◆ AUSGANGSTEXT ◆
◆ ◆ ◆ ◆

Re: WAS SUCHT IHR IN CABO VERDE ?


[ Reisen Cabo Verde - Kapverdische Inseln ]


Geschrieben von Juergen am 24. Februar 2001 00:09:12:

Als Antwort auf: Re: WAS SUCHT IHR IN CABO VERDE ? geschrieben von alfred am 23. Februar 2001 15:30:29:

>Eigentlich wollte ich erst wieder im Forum schreiben, wenn ich mit meiner Arbeit auf dem aktuellen Stand bin, aber das ist eine Diskussion, die ich schon lange einmal anzetteln wollte:
>Luigi lebt hier auf Cabo Verde, ich auch. Beide arbeiten wir im Bereich Tourismus, beide fühlen wir uns hier zu Hause. Damit will ich sagen, daß wir uns als Gastgeber fühlen, daß wir unseren Gästen das Bestmögliche bieten wollen, daß wir unsere Wahlheimat näher bringen wollen, daß wir wollen, daß unsere Gäste unser Land sehen, wie es wirklich ist.
>Manchmal allerdings - jetzt seltener, früher passierte mir das bei meiner Arbeit häufiger - fühlen wir uns als Dienstboten der Gäste in unserem eigenen Land. Stefan, kannst Dich erinnern an die Diskussionen, die wir hier hatten?
>Aus dieser Situation heraus komme ich - ich denke, Luigi geht es genauso - doch oft ins Nachdenken und frage mich das, was Luigi mit diesem Beitrag auch gefragt hat: wonach suchen die Leute, wenn sie Cabo Verde besuchen. Wollen sie Gast im Land sein? Oder wollen sie einfach für Geld sich selber befriedigen lassen? Fühlen sie sich als Herren, weil sie mehr Geld haben? Spüren sie überhaupt, daß sie willkommen sind und nicht nur Kunden?
>Oft frage ich mich auch, warum gerade Cabo Verde? Warum nicht irgendwohin, wo es billiger und komfortabler ist? Warum habe ich Gäste, die immer wieder kommen, oft schon zum sechsten Mal?
>Für mich kann ich sagen, daß ich seit unserer "Kulturrevolution" in der ALSATOUR nicht nur wirkliche Gäste habe, ich habe auch sehr viele Freunde gewonnen. Warum? Liegt es am Land, liegt es an mir? - Ich frage mich aber auch, warum war das früher in unseren "Veranstalterzeiten" so ganz anders? - und das ist eigentlich die Kernfrage: "Was hatten damals diese Leute in Cabo Verde zu finden geglaubt?"

◆ ◆ ◆ ◆

◆ ZIEL 1 ◆
Kannst du den Absatz des Forenbeitrags, der mit „Luigi lebt hier auf Cabo Verde“ beginnt, als knappe Liste wiedergeben, ohne seine wesentlichen Aussagen wegzulassen?
◆ ZIEL 2 ◆
Zitierst du aus dem Forenbeitrag wörtlich den Abschnitt von „Als Antwort auf: Re: WAS“ bis einschließlich „es wirklich ist.“?

◆ Extrahierte Datensätze ◆

◆ ◆ ◆ ◆

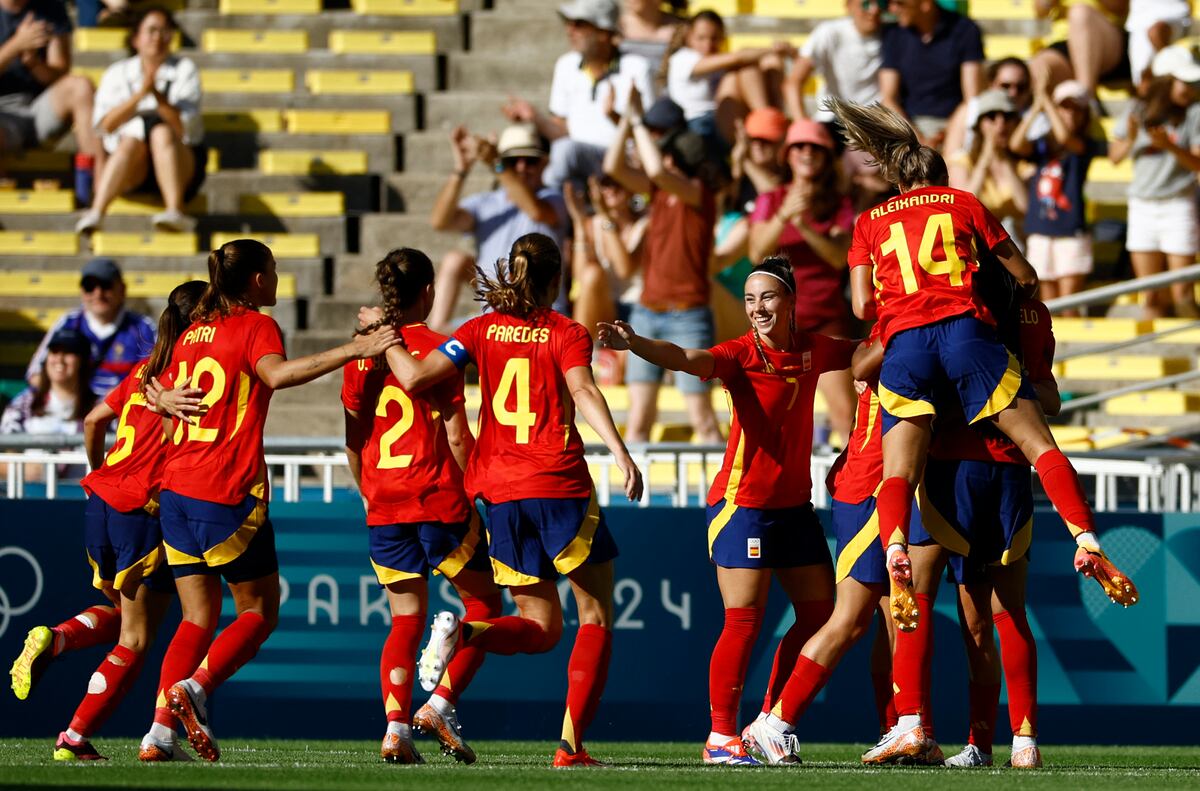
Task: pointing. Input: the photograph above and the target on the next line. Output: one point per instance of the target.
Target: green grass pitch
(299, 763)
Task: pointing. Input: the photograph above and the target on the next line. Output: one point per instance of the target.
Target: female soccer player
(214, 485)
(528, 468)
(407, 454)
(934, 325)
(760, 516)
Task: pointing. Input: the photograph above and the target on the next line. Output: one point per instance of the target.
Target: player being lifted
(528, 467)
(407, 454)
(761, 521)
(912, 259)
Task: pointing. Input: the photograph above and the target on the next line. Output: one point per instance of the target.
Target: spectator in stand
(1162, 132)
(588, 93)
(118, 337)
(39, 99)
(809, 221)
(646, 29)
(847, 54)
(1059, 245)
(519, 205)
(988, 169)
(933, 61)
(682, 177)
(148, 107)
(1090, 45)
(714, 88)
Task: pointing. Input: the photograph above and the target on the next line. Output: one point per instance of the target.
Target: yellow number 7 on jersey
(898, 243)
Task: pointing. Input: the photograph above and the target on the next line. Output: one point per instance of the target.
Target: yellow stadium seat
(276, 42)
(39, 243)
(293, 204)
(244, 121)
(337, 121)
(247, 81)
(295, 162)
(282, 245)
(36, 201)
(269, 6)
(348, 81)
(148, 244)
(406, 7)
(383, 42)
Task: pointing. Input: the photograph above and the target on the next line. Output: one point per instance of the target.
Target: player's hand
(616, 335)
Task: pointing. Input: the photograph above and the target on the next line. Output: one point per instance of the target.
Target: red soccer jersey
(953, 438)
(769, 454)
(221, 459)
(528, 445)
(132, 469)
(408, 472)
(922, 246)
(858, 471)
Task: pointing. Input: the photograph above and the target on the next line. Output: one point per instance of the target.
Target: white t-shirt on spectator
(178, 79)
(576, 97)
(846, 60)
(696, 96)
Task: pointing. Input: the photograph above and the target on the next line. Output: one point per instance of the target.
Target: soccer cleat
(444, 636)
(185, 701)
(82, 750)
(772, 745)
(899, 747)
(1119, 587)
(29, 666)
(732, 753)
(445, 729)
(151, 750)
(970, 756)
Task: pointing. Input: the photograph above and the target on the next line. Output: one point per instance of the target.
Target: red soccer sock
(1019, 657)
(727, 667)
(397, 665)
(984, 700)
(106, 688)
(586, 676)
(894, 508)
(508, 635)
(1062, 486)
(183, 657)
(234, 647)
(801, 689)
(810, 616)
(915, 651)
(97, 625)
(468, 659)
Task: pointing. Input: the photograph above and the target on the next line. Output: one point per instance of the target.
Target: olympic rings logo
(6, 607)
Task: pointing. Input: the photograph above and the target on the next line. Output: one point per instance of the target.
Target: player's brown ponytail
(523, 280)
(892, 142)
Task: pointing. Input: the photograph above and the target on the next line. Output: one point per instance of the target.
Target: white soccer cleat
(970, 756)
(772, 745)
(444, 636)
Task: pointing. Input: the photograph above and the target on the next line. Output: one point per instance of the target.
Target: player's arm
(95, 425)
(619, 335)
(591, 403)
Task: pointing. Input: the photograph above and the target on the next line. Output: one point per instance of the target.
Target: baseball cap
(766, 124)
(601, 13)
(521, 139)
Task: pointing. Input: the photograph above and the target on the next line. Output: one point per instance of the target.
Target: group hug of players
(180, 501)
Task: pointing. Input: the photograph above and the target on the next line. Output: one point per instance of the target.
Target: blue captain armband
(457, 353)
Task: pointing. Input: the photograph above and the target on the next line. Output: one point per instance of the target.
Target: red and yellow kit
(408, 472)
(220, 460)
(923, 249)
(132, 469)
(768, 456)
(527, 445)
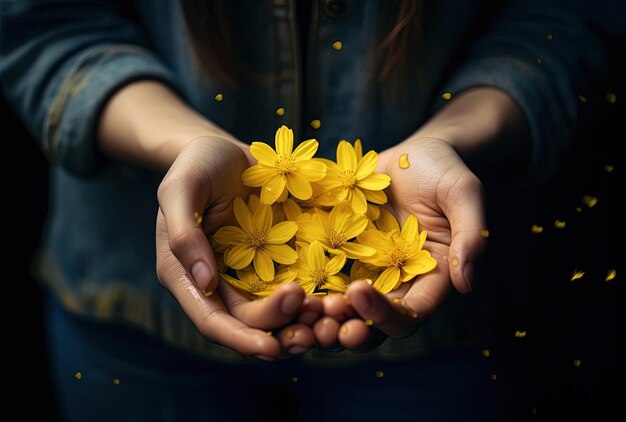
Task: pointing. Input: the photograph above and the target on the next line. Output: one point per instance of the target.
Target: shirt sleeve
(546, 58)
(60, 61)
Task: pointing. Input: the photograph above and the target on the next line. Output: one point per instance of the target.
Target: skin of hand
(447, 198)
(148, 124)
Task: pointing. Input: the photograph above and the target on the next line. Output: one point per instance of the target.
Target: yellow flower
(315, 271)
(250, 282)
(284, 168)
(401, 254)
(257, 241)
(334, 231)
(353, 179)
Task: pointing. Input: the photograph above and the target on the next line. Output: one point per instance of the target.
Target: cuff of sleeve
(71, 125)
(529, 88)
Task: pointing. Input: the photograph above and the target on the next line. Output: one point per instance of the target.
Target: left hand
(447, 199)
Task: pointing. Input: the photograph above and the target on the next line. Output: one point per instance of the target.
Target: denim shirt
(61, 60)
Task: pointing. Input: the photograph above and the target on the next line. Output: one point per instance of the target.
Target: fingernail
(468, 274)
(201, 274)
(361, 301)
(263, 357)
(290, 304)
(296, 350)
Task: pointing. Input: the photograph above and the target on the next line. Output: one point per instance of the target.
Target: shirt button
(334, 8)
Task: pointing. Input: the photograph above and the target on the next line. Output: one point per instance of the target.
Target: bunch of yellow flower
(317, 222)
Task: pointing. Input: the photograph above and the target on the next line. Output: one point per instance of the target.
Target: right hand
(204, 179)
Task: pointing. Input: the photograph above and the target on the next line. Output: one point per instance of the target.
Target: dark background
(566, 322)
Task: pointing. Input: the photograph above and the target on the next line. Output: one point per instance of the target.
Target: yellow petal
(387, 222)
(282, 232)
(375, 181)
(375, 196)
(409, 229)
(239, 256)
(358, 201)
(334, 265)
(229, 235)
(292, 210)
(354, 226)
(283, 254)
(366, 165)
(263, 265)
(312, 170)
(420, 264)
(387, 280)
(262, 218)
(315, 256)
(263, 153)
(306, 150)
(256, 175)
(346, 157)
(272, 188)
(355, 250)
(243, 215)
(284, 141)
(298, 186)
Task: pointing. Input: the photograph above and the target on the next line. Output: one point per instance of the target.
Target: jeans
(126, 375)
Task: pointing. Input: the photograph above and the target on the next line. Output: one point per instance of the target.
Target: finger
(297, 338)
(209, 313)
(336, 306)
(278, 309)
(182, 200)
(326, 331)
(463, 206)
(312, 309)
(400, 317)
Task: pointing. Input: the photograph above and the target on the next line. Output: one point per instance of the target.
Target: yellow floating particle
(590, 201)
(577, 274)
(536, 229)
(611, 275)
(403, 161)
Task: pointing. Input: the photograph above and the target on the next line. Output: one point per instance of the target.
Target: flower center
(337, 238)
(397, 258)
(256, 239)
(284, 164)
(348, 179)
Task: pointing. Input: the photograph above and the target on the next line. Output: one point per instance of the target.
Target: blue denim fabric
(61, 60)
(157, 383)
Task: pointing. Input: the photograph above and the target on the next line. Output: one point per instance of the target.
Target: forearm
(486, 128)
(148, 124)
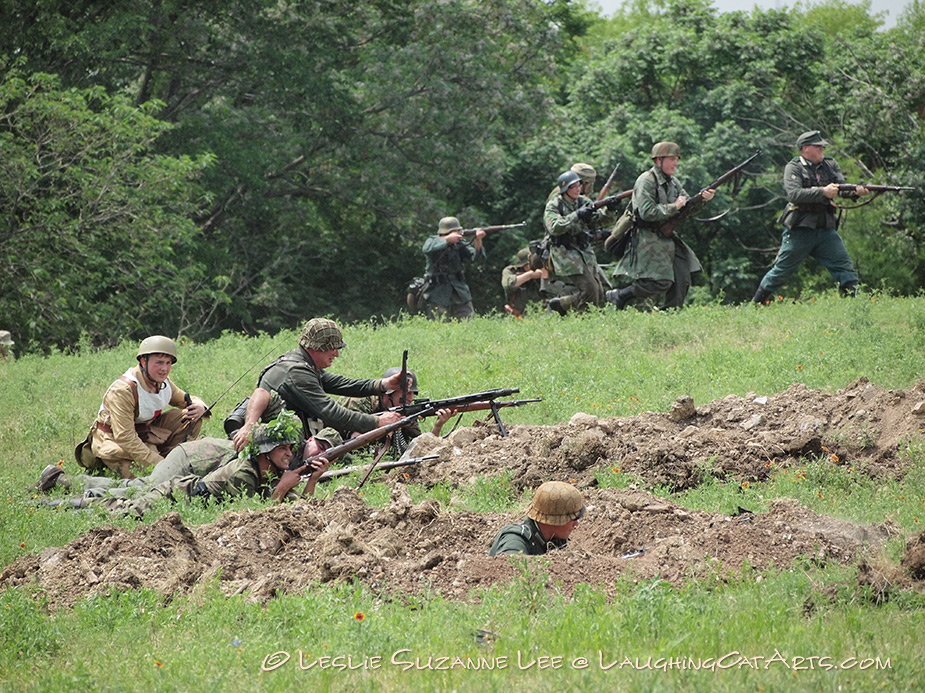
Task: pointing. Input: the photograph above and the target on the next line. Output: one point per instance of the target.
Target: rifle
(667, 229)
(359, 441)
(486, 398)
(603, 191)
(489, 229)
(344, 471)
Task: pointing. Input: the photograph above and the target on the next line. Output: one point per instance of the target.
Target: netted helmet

◆ ◆ ◆ ◆

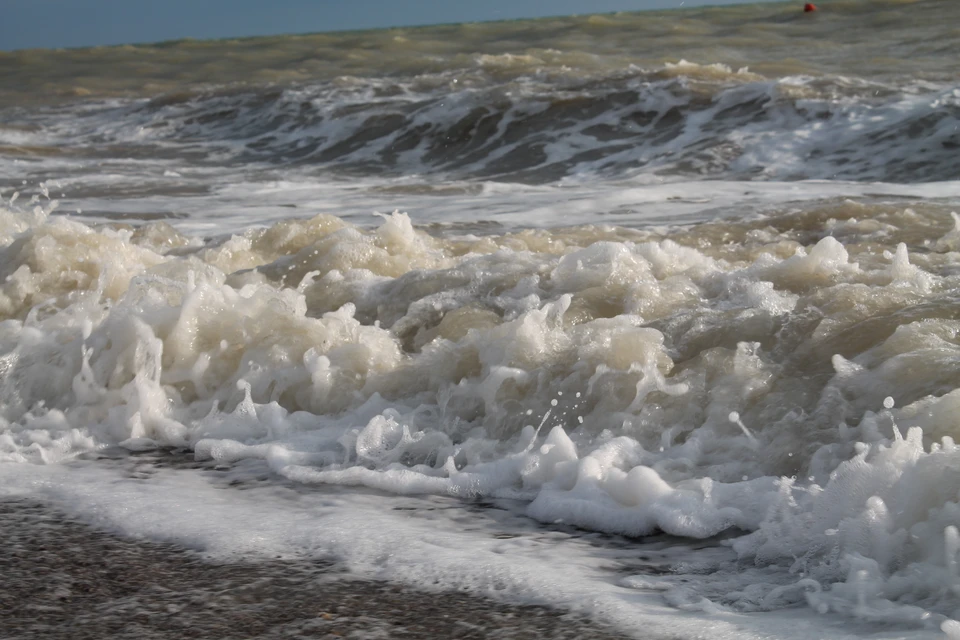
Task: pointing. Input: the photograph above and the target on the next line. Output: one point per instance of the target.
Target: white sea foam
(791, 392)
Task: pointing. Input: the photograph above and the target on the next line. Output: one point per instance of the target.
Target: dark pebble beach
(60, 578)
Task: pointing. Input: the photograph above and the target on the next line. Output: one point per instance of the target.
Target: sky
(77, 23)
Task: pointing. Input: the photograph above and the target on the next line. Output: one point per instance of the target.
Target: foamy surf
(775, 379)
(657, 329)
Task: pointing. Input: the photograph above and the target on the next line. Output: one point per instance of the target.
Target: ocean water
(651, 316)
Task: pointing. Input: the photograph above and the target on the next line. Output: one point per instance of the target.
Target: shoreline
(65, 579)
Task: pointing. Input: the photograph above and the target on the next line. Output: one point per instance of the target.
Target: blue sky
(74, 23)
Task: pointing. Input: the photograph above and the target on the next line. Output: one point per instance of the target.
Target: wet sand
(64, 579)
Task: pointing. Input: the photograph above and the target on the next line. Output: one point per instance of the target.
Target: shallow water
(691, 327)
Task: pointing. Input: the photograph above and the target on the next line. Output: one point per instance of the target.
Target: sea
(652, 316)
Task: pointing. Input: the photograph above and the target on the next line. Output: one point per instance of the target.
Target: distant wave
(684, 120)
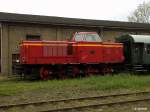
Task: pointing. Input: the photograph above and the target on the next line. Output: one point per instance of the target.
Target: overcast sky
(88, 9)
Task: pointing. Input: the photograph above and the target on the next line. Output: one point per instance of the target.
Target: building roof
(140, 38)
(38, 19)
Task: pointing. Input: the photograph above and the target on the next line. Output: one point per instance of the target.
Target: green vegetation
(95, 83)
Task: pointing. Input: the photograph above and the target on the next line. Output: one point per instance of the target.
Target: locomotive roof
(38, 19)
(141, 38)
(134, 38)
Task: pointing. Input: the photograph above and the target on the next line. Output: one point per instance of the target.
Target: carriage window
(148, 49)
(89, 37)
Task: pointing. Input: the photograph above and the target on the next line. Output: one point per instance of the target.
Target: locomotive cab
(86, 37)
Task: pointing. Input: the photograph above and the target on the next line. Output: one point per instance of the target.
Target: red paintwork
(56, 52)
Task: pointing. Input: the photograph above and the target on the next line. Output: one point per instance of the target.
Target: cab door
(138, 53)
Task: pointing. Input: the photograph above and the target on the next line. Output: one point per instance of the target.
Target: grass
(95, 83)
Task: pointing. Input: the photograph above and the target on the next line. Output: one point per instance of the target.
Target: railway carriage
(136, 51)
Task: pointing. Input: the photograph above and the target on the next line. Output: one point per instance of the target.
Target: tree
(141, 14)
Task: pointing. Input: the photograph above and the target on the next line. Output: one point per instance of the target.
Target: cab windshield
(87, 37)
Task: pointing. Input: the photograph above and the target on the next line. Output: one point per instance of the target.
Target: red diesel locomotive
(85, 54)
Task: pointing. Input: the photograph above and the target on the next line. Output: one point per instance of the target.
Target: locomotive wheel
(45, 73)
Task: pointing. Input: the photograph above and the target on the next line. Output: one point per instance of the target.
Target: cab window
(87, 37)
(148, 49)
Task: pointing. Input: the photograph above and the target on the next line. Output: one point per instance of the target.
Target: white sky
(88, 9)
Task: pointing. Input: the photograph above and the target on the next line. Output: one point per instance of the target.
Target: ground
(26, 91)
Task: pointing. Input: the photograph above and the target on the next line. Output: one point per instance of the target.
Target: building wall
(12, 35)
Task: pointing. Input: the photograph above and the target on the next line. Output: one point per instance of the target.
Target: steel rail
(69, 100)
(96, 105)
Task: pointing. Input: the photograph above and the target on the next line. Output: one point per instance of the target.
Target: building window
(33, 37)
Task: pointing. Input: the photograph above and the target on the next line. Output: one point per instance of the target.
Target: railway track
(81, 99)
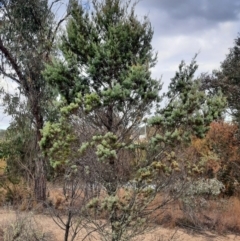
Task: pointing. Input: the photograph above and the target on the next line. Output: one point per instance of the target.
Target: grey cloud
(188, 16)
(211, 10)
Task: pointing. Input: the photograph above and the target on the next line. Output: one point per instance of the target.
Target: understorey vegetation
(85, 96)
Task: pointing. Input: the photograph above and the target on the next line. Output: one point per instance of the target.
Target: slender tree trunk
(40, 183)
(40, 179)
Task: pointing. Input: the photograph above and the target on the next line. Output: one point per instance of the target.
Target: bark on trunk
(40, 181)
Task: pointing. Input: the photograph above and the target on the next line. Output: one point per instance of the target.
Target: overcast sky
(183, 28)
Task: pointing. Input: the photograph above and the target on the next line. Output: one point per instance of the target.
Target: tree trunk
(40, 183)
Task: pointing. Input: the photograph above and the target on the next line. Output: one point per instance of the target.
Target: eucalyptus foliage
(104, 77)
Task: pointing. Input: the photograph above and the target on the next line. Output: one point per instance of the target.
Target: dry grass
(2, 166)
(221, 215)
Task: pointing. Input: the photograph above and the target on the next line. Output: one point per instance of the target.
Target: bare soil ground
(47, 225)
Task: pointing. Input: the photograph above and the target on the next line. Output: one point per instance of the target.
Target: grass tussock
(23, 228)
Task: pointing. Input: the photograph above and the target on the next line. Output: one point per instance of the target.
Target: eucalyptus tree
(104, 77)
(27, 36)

◆ ◆ ◆ ◆

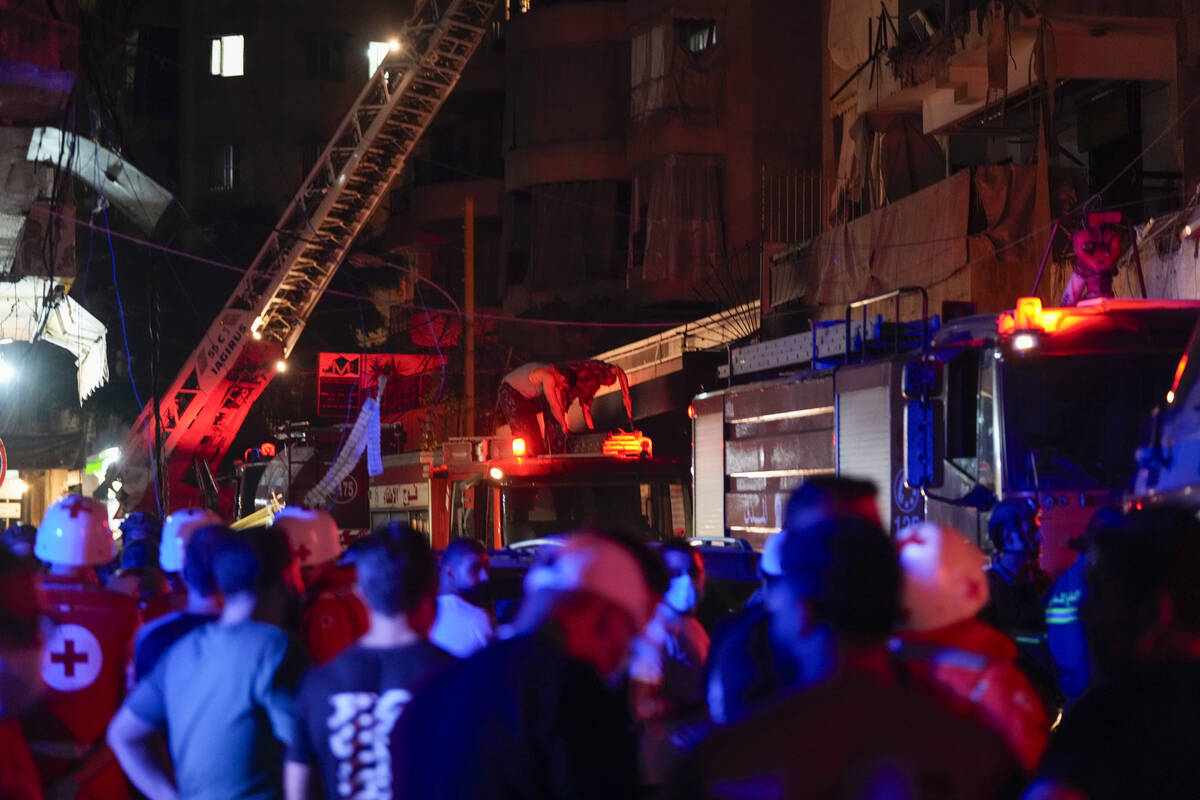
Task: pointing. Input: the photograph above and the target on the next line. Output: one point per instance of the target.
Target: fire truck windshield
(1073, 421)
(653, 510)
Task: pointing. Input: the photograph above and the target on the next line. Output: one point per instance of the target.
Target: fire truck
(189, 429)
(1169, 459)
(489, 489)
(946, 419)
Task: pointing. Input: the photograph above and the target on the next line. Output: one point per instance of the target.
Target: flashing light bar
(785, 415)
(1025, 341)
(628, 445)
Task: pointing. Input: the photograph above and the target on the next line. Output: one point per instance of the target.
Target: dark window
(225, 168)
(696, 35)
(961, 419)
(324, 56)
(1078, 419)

◆ ◆ ◆ ◆

◆ AUSGEARBEITETE LÖSUNG 1 ◆
- Luigi und ich leben auf Cabo Verde.
- Wir arbeiten beide im Tourismus und fühlen uns hier zu Hause.
- Wir sehen uns als Gastgeber und wollen unseren Gästen das Bestmögliche bieten.
- Wir wollen ihnen unsere Wahlheimat näherbringen, damit sie das Land so sehen, wie es wirklich ist.

◆ AUSGEARBEITETE LÖSUNG 2 ◆
Als Antwort auf: Re: WAS SUCHT IHR IN CABO VERDE ? geschrieben von alfred am 23. Februar 2001 15:30:29:

>Eigentlich wollte ich erst wieder im Forum schreiben, wenn ich mit meiner Arbeit auf dem aktuellen Stand bin, aber das ist eine Diskussion, die ich schon lange einmal anzetteln wollte:
>Luigi lebt hier auf Cabo Verde, ich auch. Beide arbeiten wir im Bereich Tourismus, beide fühlen wir uns hier zu Hause. Damit will ich sagen, daß wir uns als Gastgeber fühlen, daß wir unseren Gästen das Bestmögliche bieten wollen, daß wir unsere Wahlheimat näher bringen wollen, daß wir wollen, daß unsere Gäste unser Land sehen, wie es wirklich ist.